#### Information given:

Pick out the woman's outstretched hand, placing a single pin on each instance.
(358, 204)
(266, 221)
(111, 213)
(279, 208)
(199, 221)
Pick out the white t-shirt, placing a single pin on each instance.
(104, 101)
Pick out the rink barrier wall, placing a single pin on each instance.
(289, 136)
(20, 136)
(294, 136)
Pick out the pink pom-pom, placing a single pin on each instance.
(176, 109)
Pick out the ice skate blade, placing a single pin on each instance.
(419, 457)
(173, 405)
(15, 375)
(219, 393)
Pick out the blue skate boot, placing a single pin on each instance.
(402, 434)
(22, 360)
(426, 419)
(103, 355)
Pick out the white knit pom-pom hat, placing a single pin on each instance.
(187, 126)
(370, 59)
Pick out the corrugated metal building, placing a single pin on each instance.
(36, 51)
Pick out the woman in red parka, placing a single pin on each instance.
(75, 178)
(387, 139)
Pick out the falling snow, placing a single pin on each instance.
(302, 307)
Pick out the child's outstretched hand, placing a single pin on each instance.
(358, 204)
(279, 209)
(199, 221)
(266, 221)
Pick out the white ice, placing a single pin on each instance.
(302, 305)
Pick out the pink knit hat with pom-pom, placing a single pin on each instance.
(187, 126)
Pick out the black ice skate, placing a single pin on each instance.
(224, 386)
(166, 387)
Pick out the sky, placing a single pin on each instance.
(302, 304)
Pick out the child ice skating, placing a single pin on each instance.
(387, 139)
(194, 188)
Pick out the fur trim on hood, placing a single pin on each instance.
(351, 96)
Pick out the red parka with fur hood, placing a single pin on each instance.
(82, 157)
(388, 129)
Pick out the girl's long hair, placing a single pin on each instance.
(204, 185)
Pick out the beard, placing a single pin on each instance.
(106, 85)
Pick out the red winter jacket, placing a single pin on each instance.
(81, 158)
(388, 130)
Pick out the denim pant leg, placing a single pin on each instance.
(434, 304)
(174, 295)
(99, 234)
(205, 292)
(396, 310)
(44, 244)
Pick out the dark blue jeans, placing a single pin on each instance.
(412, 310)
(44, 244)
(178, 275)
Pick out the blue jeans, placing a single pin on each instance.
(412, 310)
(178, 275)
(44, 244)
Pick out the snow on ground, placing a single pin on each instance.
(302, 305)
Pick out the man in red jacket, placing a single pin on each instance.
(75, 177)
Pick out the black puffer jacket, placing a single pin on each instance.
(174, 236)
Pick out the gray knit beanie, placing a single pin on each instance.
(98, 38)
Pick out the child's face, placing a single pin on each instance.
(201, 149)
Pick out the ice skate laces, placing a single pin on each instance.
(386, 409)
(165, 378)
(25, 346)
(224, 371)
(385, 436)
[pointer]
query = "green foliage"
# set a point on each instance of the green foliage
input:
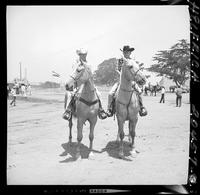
(49, 84)
(106, 72)
(173, 63)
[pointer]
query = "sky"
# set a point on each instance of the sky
(45, 38)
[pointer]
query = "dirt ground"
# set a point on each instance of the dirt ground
(38, 151)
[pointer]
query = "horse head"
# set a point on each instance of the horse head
(79, 76)
(133, 73)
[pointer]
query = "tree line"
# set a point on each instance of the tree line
(173, 63)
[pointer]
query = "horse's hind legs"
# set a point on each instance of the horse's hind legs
(91, 136)
(121, 135)
(79, 137)
(70, 131)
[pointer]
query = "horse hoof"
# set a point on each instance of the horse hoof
(91, 156)
(121, 155)
(78, 157)
(134, 153)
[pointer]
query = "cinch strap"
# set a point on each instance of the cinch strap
(88, 103)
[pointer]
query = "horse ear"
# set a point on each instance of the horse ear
(130, 66)
(79, 68)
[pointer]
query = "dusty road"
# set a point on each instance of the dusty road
(38, 152)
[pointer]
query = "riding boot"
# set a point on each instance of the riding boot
(67, 115)
(143, 110)
(110, 106)
(101, 113)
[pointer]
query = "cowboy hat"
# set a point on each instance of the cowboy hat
(127, 48)
(81, 51)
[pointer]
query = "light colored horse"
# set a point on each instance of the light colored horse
(87, 105)
(127, 105)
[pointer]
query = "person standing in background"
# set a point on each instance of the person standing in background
(178, 96)
(13, 92)
(162, 95)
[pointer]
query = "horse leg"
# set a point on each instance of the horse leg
(65, 100)
(121, 135)
(70, 131)
(80, 123)
(91, 135)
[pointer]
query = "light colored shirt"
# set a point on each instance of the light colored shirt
(163, 90)
(13, 92)
(78, 62)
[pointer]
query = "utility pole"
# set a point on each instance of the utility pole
(20, 71)
(25, 74)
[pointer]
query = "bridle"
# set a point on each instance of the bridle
(135, 73)
(76, 79)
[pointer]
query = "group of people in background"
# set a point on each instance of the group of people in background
(178, 92)
(18, 89)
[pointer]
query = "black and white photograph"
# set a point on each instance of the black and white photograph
(98, 95)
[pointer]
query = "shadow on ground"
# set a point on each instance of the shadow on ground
(112, 148)
(70, 150)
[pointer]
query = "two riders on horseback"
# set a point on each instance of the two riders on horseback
(82, 62)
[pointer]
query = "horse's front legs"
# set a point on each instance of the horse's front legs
(121, 135)
(91, 135)
(80, 123)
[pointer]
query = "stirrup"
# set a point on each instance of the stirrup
(67, 115)
(102, 114)
(143, 111)
(109, 113)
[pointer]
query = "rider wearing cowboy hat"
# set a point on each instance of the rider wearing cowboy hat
(127, 50)
(82, 53)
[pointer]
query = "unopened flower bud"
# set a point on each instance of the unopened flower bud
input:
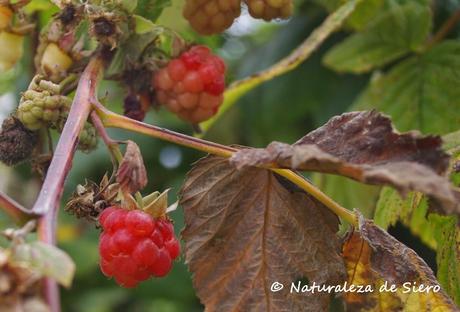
(10, 50)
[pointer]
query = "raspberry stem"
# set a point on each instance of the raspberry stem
(14, 209)
(111, 119)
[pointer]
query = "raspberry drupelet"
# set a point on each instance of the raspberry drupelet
(209, 17)
(134, 246)
(192, 85)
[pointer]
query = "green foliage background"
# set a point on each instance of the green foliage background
(386, 63)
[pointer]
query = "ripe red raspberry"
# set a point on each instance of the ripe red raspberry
(134, 246)
(211, 16)
(270, 9)
(192, 85)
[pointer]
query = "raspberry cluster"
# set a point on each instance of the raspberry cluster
(134, 246)
(270, 9)
(192, 85)
(211, 16)
(41, 105)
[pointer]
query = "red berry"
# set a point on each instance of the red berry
(146, 253)
(197, 73)
(173, 248)
(139, 223)
(106, 268)
(114, 220)
(104, 214)
(134, 246)
(157, 238)
(124, 240)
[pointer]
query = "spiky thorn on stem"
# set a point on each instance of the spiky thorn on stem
(110, 119)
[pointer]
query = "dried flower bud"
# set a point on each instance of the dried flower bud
(16, 142)
(132, 175)
(11, 50)
(90, 199)
(68, 14)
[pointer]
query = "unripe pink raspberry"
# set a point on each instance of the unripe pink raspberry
(192, 85)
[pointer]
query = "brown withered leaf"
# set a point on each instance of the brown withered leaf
(365, 147)
(373, 257)
(246, 229)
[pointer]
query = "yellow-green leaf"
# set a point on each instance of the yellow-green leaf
(241, 87)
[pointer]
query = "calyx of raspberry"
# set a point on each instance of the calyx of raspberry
(192, 85)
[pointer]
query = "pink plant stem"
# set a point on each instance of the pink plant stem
(48, 201)
(14, 209)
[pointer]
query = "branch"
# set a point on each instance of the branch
(48, 201)
(14, 209)
(110, 119)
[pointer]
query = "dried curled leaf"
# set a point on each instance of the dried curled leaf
(365, 147)
(246, 229)
(373, 257)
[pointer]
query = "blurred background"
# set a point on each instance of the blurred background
(283, 109)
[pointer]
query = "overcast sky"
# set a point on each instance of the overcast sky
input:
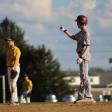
(40, 19)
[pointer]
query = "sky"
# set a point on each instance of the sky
(41, 19)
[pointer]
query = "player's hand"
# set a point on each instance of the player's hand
(62, 29)
(79, 60)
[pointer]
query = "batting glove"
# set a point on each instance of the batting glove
(79, 60)
(62, 29)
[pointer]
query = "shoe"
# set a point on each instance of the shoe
(14, 103)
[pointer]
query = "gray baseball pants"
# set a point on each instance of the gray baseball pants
(85, 87)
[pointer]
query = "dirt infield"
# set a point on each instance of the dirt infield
(58, 107)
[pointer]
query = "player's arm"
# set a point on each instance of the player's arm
(69, 34)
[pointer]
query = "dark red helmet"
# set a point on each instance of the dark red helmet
(82, 19)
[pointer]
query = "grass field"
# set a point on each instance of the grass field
(57, 107)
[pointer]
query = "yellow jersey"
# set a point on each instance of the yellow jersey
(12, 55)
(27, 85)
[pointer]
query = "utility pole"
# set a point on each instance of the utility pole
(110, 60)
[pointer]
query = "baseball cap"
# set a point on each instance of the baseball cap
(82, 19)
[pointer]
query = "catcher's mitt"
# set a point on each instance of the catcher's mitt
(13, 74)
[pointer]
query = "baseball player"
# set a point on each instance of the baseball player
(27, 89)
(13, 68)
(83, 50)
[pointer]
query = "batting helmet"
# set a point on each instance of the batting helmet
(82, 19)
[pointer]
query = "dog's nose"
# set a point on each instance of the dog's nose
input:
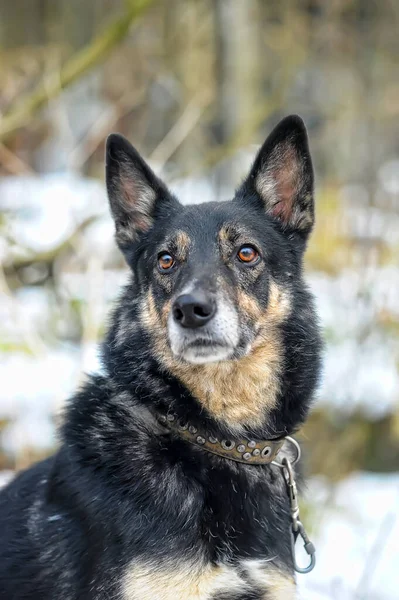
(193, 310)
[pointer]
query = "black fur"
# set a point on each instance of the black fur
(121, 488)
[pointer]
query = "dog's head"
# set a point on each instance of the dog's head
(215, 281)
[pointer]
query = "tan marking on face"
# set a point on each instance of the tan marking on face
(182, 242)
(167, 307)
(240, 391)
(237, 392)
(224, 234)
(249, 305)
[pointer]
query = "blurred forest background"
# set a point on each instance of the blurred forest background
(196, 85)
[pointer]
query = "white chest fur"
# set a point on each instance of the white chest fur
(150, 581)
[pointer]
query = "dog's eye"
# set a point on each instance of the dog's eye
(248, 254)
(165, 261)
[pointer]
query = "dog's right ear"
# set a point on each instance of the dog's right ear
(135, 193)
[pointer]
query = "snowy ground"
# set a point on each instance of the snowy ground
(357, 528)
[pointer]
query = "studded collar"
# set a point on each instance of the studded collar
(247, 451)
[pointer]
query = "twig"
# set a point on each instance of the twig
(76, 66)
(100, 129)
(12, 163)
(180, 130)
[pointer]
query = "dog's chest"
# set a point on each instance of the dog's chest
(250, 579)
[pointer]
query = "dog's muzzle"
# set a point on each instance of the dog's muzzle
(203, 327)
(193, 310)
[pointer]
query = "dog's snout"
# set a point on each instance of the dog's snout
(193, 310)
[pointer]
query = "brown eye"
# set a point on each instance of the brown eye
(165, 261)
(248, 254)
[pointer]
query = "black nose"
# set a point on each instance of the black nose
(193, 310)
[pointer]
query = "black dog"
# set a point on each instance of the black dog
(156, 491)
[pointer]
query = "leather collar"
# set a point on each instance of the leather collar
(246, 451)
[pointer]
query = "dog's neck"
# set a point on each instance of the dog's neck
(247, 396)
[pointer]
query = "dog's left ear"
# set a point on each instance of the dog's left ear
(282, 177)
(136, 195)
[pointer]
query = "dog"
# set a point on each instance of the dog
(158, 490)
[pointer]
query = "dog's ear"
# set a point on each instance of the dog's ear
(282, 177)
(135, 193)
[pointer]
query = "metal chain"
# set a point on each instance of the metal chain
(297, 528)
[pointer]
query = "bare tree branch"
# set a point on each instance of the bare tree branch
(77, 65)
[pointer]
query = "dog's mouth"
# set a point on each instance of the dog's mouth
(202, 351)
(214, 341)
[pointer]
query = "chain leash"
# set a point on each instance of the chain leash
(297, 528)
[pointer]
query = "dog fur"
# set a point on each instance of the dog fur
(127, 510)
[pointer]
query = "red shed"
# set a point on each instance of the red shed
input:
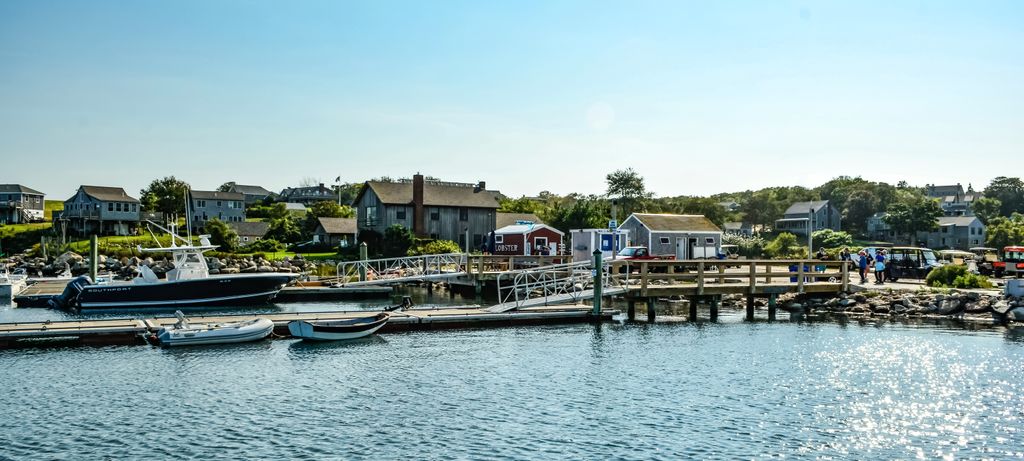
(527, 239)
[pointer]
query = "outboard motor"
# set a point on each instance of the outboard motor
(69, 299)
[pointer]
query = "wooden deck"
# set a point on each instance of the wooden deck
(131, 331)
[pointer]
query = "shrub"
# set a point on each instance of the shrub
(436, 247)
(952, 276)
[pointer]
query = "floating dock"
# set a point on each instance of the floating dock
(133, 331)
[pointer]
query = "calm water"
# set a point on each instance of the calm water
(611, 391)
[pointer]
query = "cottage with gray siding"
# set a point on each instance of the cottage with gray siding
(100, 210)
(206, 205)
(685, 236)
(432, 209)
(821, 214)
(252, 194)
(20, 204)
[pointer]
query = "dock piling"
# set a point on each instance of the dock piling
(93, 257)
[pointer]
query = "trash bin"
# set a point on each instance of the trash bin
(795, 267)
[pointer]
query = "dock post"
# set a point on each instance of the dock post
(598, 284)
(93, 257)
(363, 257)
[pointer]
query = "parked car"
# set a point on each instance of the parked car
(910, 262)
(985, 258)
(1012, 261)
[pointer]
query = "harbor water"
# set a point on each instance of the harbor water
(817, 389)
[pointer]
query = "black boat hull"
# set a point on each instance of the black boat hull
(213, 291)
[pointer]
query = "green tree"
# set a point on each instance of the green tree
(284, 229)
(221, 235)
(987, 208)
(627, 187)
(397, 240)
(913, 216)
(1004, 232)
(520, 205)
(709, 207)
(784, 246)
(578, 212)
(1010, 192)
(827, 238)
(166, 196)
(860, 205)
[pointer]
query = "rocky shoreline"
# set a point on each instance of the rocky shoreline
(923, 303)
(129, 267)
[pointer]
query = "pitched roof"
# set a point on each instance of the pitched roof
(437, 195)
(956, 220)
(108, 194)
(802, 207)
(250, 228)
(338, 225)
(676, 222)
(251, 190)
(17, 189)
(525, 228)
(216, 195)
(503, 219)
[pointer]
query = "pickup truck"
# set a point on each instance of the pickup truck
(641, 254)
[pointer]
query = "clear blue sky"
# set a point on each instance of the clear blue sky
(699, 97)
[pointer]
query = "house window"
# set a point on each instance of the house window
(371, 215)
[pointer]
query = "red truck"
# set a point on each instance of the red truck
(1013, 256)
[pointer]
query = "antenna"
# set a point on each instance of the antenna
(187, 216)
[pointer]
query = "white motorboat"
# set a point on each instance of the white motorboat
(183, 333)
(337, 330)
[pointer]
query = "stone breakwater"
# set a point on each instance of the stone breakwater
(129, 267)
(967, 305)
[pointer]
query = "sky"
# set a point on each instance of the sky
(698, 97)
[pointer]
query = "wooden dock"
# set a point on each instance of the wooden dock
(132, 331)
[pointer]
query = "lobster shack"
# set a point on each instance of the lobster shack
(525, 238)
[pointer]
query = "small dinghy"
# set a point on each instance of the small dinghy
(183, 333)
(335, 330)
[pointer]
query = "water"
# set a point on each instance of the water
(673, 390)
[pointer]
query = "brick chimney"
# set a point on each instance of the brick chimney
(419, 220)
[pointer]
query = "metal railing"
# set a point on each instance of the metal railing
(408, 268)
(557, 284)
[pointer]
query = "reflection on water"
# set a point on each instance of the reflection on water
(836, 388)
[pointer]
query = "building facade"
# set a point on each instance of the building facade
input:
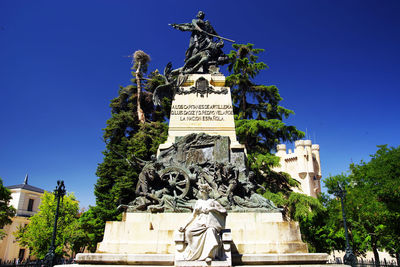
(303, 164)
(26, 200)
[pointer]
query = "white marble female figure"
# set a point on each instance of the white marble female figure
(202, 231)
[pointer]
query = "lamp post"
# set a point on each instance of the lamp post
(59, 193)
(349, 258)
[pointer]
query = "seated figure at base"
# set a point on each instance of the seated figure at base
(202, 231)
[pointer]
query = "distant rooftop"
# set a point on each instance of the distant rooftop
(26, 186)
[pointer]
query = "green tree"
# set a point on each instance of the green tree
(6, 211)
(126, 135)
(37, 234)
(373, 202)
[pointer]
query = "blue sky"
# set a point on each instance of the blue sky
(336, 64)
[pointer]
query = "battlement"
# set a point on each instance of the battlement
(303, 164)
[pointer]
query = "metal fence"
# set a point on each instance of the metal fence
(367, 263)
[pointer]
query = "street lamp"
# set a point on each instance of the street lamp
(59, 193)
(349, 258)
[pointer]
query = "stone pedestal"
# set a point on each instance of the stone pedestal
(202, 105)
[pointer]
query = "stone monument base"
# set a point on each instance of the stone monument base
(148, 239)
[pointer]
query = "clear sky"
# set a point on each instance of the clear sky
(336, 63)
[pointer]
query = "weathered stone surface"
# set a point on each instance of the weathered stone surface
(129, 259)
(292, 258)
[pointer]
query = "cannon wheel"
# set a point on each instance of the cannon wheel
(178, 179)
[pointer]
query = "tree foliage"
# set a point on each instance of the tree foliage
(6, 211)
(372, 205)
(37, 234)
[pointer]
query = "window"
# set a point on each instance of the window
(30, 204)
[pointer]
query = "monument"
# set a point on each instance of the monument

#### Work request:
Copy every line that contains "facade" from the listing above.

#### Response:
query = "building facade"
# set a point on each instance of the building facade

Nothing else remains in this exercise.